> _GIVEN EXERCISE A_
In the records, write out the lines starting at the line that contains "Spec: The grounding" and ending at the line that contains "xmin=783 ymin=346 xmax=841 ymax=530", substituting "jacket collar" for "shirt collar" and keeping everything else the same.

One of the requirements to receive a payout from A-Kasse is to be registered as a jobseeker at your local job centre or Photo: Mathias Eis/Ritzau Scanpix

What are the rules for unemployment benefits if you lose your job in Denmark?


If you become unemployed in Denmark you may be eligible for unemployment benefits comprising up to 90 percent of your previous salary.

This benefit, known as dagpenge, comes from membership of a private association known as an A-kasse, short for arbejdsløshedskasse, and doesn't automatically apply if you lose your job. You have to fulfil some requirements first in order to be eligible.

What is an A-Kasse?

Unemployment insurance in Denmark is voluntary so employees in Denmark are not automatically insured against unemployment. Instead, unemployment benefits are administered by private unemployment insurance funds known as A-kasser.

A-kasser are private associations that have been authorised by the Danish state to administer unemployment benefits. There are more than 20 A-kasser in Denmark which have different membership fees, specialisations, internal rules and membership benefits. You can choose either full-time of part-time membership and members pay a tax-deductible monthly fee.

If you are not an A-kasse member and become unemployed, your income will rely on the much more basic state benefit kontanthjælp.


Who can join an A-kasse?

To join an A-kasse, you have to be at least 18 years of age (or have completed a vocational education of at least 18 months), have more than two years left before reaching retirement age, and reside in Denmark. 

Danish nationals, EU/EEA nationals and third country nationals are eligible to join an A-kasse.

> _GIVEN EXERCISE B_
Answer these questions about the article on Danish unemployment benefits.
(i) Up to what percentage of previous salary can the benefits comprise?
(ii) How many A-kasser are there in Denmark?
(iii) What minimum age does the article give for joining an A-kasse?

> _DATA ENTRIES_
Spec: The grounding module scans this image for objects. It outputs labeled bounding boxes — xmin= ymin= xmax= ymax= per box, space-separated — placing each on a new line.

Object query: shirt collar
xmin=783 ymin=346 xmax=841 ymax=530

--

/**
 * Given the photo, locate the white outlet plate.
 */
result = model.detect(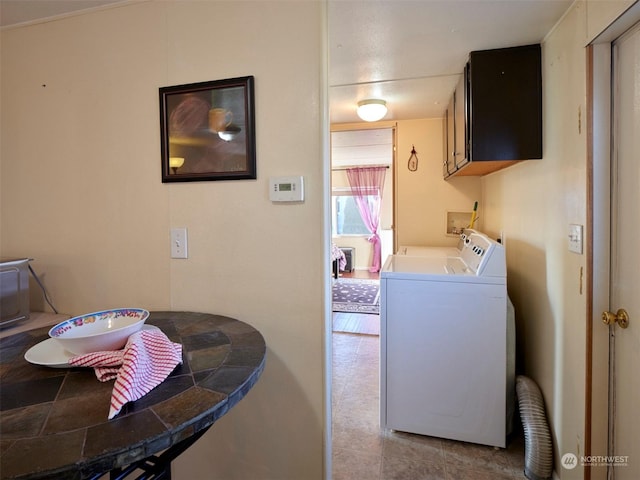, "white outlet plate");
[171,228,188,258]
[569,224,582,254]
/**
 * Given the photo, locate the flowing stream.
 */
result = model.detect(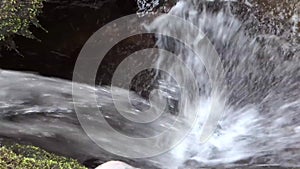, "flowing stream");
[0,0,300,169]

> _PROBLEM SOLUTION A_
Spec: The grounding module scans this image for objects. It outputs labeled bounding boxes — xmin= ymin= xmax= ymax= per box, space-separated — placing each on a new line.

Object query: jacket collar
xmin=783 ymin=346 xmax=841 ymax=530

> _PROBLEM SOLUTION B_
(i) The benefits can comprise up to 90 percent of previous salary.
(ii) There are more than 20 A-kasser in Denmark.
(iii) A person must be at least 18 years of age.